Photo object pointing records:
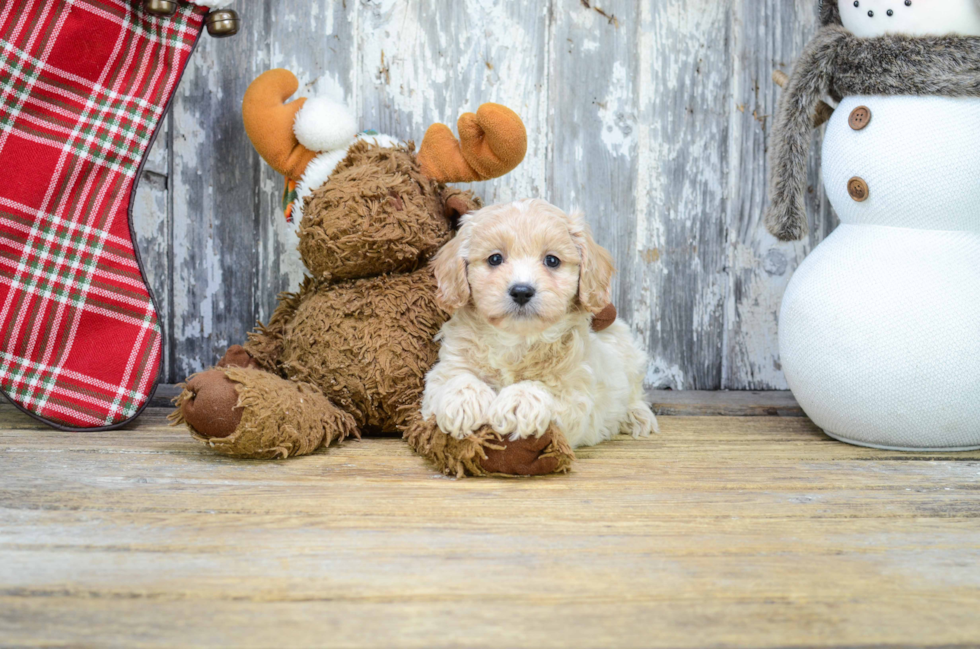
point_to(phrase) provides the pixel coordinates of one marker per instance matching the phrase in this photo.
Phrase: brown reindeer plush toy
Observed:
(347, 354)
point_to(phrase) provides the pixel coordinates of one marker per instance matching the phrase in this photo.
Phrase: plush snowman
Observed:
(879, 331)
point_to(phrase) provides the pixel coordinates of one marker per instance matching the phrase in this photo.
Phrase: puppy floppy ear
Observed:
(449, 266)
(595, 270)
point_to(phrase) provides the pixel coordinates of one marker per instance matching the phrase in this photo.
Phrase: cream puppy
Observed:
(524, 280)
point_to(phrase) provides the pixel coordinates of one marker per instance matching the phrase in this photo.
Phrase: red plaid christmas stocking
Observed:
(83, 87)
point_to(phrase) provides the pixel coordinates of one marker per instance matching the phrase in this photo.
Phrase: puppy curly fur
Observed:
(838, 64)
(525, 367)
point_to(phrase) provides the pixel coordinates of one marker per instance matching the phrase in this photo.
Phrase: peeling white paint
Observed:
(635, 121)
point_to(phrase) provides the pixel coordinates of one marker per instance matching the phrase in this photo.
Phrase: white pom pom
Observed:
(324, 125)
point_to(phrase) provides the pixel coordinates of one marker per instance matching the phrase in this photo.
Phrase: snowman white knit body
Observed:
(880, 326)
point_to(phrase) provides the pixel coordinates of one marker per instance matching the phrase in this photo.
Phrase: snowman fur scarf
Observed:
(836, 64)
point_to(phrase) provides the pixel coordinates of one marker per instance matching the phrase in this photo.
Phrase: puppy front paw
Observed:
(522, 410)
(641, 421)
(463, 407)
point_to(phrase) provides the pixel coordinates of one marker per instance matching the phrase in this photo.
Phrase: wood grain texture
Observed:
(721, 531)
(651, 117)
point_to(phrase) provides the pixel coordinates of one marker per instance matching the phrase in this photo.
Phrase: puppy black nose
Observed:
(522, 293)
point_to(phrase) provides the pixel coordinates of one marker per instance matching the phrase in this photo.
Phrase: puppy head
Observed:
(524, 266)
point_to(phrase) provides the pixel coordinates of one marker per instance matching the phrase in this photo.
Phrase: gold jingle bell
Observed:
(160, 7)
(223, 23)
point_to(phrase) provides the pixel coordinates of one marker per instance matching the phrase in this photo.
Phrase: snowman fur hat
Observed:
(837, 64)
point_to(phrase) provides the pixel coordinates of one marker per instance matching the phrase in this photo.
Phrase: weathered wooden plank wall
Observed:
(651, 116)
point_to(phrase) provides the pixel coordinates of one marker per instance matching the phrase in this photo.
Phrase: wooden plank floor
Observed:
(722, 531)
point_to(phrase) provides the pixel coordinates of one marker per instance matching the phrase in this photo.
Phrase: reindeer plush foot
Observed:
(243, 411)
(484, 453)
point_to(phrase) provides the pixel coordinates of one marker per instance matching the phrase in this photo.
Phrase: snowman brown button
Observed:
(860, 118)
(858, 189)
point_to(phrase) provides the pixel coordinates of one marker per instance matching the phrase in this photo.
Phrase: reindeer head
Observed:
(366, 204)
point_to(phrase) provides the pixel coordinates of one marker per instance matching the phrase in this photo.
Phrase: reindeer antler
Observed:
(269, 122)
(491, 143)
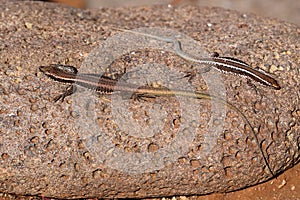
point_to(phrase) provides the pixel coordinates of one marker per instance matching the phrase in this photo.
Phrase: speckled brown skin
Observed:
(40, 146)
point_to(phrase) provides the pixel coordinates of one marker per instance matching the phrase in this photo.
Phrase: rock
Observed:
(84, 147)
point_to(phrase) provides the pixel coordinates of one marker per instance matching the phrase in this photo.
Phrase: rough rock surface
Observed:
(47, 149)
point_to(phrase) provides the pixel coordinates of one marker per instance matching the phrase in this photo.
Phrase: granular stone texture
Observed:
(85, 147)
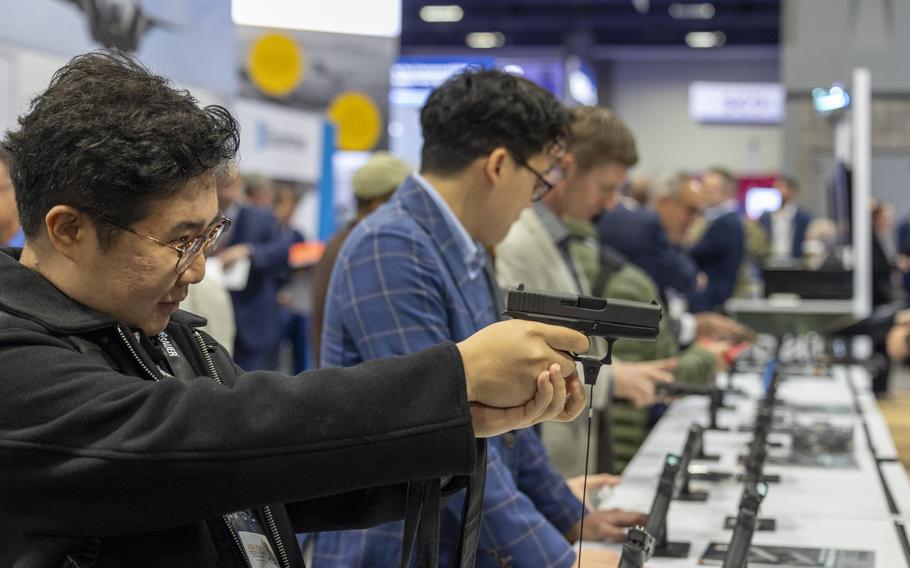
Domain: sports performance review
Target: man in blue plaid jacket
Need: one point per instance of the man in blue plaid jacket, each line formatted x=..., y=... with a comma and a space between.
x=416, y=273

▶ **TO BE DONE**: Print everything from the line containing "Domain: sports performance review" down to the end of the lines, exactly as they stand.

▶ **REPLY**:
Domain: sports performance review
Target: man in blue plaid jacket
Need: one point per instance of the man in blue plaid jacket, each line formatted x=..., y=... with a comma and a space between.
x=416, y=273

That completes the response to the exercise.